:: Quoted passage

Violin sonata op.6 no.7 'Au Tombeau'

Sonata in F minor Op.6 no.7 'Au Tombeau'


The Sonata in F minor by Locatelli, is one of the pieces that caught the interest of the famous violinist and composer, Eugene Ysaÿe. This piece was written in 1737, while he was living and working in Amsterdam. This sonata is interesting from many aspects, especially in the way that it was transformed by Ysaÿe.


Ysaÿe's had a major interest in Locatelli. The famous and virtuose Capriccios was one of the sets that Ysaÿe had learned during his childhood. In the Biography of Ysaÿe, that was written by his son Antoine, it clearly shows what Ysaÿe thought about Locatelli:


"On examining the works left by Locatelli (1693-1764), and more particularly his capriccios for solo violin, where technical features reflect the most daring paganinian inventions, one is immediately convinced that this splendid violinist was both a solid musician and a poet!... Locatelli and the gentle Geminiani are in my opinion the most complete interpreters of heartfelt sentiment, of the emotions of the soul.
There is 'romanticism' in their classicim, and the perfect accuracy of their composing does not exclude the deepest feelings.

The locatelli sonata f minor Sonata is one of those works in which the composer inclined to express the saddest and most sorrowful images. I have reworked and harmonized it with devotion and have given it the title "the grave" (Au Tombeau) which seems most appropriate to arouse the truest interpretation of the work."


From the point of view of the original work, the key of F minor was rarely used by composers. It had a deep and somber affect which was clearly intended by the composer. Next to that Locatelli did write out the cadenza's, which is another uncommon thing in the Baroque practice. Normally these type of cadenza's were improved on the stage by the performer, a practice that was common as well in the classic era of Haydn and Mozart.


The work is written in four movements, all in relatively slow tempi.

::::
:: Data

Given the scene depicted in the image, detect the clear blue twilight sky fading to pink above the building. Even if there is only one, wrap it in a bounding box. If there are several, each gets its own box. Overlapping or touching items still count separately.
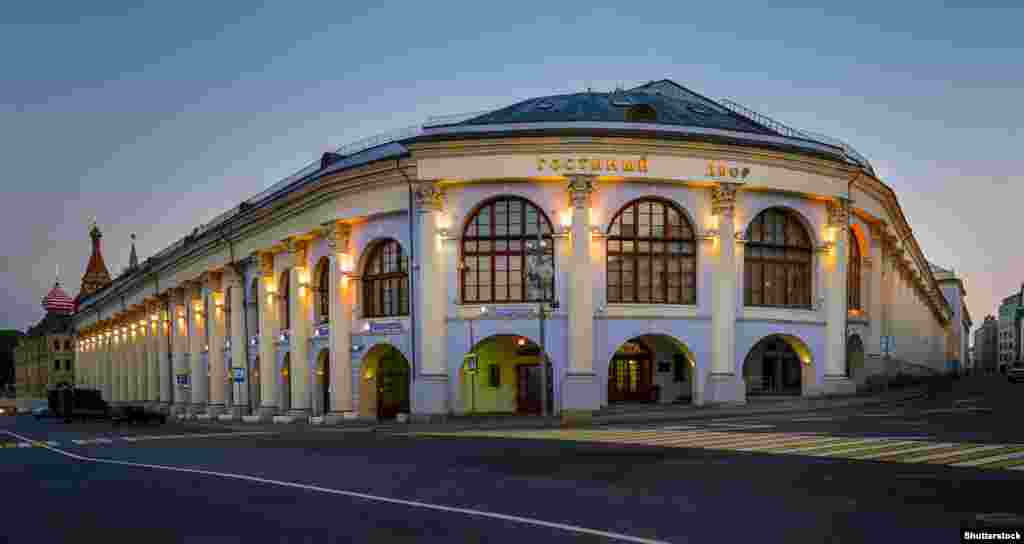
[0,0,1024,336]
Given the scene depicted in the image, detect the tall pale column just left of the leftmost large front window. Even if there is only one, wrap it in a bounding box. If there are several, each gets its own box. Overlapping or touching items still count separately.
[410,181,449,421]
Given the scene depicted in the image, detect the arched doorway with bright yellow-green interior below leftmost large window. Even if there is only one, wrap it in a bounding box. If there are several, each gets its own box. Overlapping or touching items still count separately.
[459,334,554,414]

::::

- _Study questions_:
1) Answer from the passage on Locatelli's F minor sonata:
(a) In what year was the sonata written?
(b) Who wrote the biography of Ysaÿe?
(c) How many movements does the work have?
2) Repeat everything in the passage on Locatelli's F minor sonata from "The locatelli sonata" down to "Haydn and Mozart.".
3) Carry on the passage on Locatelli's F minor sonata from where it stops.
The entries come from a separate source.

- _Answers for this exercise_:
1)
(a) 1737
(b) His son Antoine
(c) Four

2)
The locatelli sonata f minor Sonata is one of those works in which the composer inclined to express the saddest and most sorrowful images. I have reworked and harmonized it with devotion and have given it the title "the grave" (Au Tombeau) which seems most appropriate to arouse the truest interpretation of the work."


From the point of view of the original work, the key of F minor was rarely used by composers. It had a deep and somber affect which was clearly intended by the composer. Next to that Locatelli did write out the cadenza's, which is another uncommon thing in the Baroque practice. Normally these type of cadenza's were improved on the stage by the performer, a practice that was common as well in the classic era of Haydn and Mozart.

3)
The first movement is a 'Lento assai e mesto'. The expressiveness of the sonata is set from the first notes. The violin part is written in a highly intricate way by Ysaÿe. Though the piano part has a lesser role in this sonata than was usual in the romantic period, it gives very important colors that are highlighted by the register in which Ysaÿe arranged the work, making it possible for both instruments to blend together like one instrument. In the major cadenzas that are written in this first movement, which are inspired by the original written cadenza's by Locatelli, the violin is helped by the piano by long harmonic notes.


The second movement, a 'allegro, tempo Largo e con passione, is more based upon thematic-material than the first movement. It is not written as an attacca but Ysaÿe has hinted towards it with only separating the movements with an 'eight' pausa. The piano often repeats what the violin does, rhytmically and has in the second part sections that hint towards fugato-material. At the end of this movement, Ysaÿe did write a attacca towards the third movement.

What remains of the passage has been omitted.